» WRITTEN INSTRUCTION
Return every line in the items that contains the word "pale". Case counts, so match only that exact capitalization.

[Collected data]
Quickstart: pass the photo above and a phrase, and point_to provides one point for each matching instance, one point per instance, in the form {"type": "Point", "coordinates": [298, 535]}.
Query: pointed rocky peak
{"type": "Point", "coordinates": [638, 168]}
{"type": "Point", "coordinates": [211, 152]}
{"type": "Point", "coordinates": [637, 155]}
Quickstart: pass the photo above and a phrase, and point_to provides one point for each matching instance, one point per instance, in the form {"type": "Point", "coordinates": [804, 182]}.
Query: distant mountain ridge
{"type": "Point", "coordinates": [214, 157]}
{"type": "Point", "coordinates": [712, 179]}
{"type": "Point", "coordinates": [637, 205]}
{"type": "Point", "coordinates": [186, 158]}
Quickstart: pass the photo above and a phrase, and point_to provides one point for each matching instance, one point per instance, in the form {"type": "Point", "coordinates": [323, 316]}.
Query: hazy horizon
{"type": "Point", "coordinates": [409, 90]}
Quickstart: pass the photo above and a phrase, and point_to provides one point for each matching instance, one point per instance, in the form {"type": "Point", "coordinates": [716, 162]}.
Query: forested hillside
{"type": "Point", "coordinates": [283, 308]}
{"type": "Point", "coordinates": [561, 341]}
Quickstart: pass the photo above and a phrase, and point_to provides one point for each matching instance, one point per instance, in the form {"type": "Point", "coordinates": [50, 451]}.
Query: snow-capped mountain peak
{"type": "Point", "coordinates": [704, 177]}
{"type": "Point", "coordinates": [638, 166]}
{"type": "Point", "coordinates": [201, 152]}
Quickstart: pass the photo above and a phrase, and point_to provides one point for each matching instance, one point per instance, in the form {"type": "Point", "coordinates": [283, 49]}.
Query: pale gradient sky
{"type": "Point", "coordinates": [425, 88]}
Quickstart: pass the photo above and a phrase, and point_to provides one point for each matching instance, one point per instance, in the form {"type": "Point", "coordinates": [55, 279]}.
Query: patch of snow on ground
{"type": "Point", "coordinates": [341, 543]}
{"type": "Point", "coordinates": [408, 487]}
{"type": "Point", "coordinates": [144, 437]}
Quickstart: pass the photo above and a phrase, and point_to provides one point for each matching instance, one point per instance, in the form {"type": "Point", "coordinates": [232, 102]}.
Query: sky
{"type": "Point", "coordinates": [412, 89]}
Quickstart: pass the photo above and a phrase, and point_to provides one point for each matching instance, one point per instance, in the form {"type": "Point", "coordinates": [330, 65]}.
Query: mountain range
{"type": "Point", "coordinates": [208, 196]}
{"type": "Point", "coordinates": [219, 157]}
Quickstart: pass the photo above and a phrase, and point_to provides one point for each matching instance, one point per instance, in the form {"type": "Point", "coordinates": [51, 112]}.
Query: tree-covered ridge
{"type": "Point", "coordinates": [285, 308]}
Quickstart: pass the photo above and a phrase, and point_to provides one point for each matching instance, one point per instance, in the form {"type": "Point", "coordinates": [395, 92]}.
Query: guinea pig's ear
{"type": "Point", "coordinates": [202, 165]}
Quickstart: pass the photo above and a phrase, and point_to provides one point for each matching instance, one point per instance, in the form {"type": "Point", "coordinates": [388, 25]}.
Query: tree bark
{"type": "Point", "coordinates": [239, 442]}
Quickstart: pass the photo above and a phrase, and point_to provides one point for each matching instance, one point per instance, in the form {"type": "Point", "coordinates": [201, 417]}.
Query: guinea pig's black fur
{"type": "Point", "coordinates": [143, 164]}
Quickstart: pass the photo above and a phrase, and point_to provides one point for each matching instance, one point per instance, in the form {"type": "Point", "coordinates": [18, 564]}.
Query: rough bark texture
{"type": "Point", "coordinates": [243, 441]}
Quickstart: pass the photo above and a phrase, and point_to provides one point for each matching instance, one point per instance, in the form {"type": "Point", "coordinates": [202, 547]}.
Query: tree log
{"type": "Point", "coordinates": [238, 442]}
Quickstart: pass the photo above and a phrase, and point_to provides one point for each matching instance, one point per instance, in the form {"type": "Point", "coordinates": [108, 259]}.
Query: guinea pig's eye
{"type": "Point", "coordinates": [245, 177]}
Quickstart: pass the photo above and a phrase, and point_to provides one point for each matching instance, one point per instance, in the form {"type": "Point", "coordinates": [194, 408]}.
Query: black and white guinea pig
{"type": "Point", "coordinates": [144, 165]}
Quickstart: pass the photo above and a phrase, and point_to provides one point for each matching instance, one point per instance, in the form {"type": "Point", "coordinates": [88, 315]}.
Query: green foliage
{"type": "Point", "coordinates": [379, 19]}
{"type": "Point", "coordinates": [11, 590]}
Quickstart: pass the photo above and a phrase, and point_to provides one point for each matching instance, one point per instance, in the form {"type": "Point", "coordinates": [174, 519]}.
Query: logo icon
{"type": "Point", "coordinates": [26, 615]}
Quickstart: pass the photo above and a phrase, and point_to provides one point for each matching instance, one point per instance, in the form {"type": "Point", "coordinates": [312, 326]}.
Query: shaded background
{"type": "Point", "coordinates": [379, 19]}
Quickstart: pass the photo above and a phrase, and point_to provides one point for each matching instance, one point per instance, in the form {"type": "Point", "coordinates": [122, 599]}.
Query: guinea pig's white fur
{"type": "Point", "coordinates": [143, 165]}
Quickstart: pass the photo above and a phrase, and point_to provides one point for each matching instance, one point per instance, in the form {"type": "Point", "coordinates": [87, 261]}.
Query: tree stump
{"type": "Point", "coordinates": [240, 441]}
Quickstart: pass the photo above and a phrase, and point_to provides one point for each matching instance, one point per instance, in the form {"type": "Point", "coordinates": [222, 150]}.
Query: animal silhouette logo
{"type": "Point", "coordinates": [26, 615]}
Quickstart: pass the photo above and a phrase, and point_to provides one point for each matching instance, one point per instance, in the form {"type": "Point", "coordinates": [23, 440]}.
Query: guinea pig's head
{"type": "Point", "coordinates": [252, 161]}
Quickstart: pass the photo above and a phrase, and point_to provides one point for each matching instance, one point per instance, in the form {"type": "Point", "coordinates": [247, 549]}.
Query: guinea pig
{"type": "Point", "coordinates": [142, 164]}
---
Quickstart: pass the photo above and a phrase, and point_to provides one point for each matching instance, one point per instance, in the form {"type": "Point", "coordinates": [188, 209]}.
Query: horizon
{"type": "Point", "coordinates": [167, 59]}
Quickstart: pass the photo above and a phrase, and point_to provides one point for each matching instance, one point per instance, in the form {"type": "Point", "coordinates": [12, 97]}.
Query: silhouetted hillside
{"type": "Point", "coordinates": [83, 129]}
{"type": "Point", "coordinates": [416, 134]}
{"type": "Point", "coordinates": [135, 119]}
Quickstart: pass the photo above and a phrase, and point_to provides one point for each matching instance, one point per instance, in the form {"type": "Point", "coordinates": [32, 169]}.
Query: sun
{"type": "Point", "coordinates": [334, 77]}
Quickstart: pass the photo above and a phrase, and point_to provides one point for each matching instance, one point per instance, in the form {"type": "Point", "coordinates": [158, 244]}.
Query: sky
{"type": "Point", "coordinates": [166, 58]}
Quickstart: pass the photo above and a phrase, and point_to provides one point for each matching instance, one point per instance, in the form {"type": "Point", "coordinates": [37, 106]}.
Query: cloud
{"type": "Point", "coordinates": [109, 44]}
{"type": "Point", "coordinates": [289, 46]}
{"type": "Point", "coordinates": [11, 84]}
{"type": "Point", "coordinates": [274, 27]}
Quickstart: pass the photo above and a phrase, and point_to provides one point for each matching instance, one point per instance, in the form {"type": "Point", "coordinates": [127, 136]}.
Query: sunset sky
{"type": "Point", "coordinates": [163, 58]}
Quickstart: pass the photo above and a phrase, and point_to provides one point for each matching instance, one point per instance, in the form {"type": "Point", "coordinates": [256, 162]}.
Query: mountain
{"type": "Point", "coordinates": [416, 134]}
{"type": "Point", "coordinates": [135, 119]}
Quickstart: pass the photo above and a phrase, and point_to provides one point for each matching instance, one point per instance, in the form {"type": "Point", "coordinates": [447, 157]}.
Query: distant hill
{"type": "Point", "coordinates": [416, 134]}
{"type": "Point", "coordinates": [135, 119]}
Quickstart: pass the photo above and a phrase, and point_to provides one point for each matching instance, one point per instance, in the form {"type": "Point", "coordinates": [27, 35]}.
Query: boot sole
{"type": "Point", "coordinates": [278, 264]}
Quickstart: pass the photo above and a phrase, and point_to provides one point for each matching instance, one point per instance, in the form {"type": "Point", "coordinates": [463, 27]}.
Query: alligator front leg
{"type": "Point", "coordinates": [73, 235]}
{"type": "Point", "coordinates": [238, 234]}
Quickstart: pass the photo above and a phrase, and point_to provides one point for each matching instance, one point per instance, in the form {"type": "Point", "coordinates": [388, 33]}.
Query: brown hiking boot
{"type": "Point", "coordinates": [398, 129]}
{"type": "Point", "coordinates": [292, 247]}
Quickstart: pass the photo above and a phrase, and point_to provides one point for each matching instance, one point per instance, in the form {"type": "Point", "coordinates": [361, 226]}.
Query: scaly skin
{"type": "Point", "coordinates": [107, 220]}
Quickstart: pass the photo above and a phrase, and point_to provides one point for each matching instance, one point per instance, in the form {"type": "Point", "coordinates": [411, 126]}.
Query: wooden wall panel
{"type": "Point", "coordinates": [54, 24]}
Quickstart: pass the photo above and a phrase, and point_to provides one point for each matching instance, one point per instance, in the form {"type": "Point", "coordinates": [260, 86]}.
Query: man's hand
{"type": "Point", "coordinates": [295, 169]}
==
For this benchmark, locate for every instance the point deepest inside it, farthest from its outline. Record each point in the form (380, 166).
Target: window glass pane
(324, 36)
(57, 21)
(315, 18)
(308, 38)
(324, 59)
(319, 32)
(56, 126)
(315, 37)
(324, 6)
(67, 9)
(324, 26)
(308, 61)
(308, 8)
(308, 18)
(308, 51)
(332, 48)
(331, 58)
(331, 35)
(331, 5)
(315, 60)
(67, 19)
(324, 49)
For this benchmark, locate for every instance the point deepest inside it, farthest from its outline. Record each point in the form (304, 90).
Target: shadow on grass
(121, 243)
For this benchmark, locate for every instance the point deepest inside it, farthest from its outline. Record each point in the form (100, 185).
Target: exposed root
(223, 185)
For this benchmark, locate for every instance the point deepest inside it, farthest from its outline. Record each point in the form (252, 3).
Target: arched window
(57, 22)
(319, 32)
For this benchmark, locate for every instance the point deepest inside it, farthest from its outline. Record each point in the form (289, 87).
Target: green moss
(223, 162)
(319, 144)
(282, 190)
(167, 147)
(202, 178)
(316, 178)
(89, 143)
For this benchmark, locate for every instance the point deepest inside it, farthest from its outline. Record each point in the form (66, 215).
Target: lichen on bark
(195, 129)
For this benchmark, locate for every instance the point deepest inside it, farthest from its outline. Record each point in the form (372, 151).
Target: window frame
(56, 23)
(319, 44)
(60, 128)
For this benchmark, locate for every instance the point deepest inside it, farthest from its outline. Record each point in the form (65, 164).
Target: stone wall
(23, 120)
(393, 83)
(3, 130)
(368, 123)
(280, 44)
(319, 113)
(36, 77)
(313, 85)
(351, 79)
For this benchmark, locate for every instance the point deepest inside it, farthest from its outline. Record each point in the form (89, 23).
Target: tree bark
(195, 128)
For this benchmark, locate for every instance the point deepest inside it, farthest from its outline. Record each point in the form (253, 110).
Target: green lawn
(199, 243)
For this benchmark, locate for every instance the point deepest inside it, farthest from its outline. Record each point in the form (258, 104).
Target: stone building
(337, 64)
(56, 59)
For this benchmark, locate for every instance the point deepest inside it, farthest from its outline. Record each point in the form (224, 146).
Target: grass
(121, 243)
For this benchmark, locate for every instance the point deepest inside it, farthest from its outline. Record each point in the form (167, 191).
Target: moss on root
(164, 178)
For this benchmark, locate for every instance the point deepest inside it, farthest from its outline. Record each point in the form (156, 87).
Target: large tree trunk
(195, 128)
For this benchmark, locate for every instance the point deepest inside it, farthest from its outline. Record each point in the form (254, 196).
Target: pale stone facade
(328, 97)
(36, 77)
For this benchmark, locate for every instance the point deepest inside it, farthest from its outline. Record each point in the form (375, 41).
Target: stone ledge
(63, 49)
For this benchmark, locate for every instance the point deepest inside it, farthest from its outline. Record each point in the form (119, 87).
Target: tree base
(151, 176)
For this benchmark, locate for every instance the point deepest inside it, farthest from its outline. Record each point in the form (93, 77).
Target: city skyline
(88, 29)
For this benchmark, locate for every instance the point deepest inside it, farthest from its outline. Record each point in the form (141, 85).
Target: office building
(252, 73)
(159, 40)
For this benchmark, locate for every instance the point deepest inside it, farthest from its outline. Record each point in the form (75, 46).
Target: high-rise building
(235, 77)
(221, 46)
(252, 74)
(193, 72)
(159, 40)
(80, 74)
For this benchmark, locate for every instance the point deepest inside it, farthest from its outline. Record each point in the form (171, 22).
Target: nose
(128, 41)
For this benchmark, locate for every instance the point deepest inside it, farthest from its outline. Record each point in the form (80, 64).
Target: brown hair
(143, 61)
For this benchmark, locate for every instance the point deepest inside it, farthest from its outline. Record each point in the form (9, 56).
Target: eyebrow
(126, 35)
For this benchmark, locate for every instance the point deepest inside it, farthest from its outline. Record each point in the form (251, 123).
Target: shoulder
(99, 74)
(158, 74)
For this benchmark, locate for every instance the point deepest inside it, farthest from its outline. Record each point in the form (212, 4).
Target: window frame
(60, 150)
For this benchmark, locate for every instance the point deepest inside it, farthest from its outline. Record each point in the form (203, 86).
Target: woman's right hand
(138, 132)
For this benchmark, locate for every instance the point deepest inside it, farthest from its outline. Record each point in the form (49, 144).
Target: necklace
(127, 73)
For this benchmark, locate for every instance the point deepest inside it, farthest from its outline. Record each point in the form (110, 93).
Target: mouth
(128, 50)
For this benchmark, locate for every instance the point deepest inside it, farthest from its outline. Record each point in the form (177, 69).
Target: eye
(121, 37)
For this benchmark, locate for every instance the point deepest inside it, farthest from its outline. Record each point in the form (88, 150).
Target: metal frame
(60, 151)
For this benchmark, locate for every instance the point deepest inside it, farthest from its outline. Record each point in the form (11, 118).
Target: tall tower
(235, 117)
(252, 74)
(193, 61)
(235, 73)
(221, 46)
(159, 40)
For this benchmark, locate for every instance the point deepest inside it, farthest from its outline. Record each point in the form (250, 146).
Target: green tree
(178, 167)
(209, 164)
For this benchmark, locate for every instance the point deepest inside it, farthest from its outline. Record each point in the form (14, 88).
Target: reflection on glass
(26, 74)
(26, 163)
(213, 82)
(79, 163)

» EXERCISE RESULT
Query: pale gradient sky
Target: pale stone facade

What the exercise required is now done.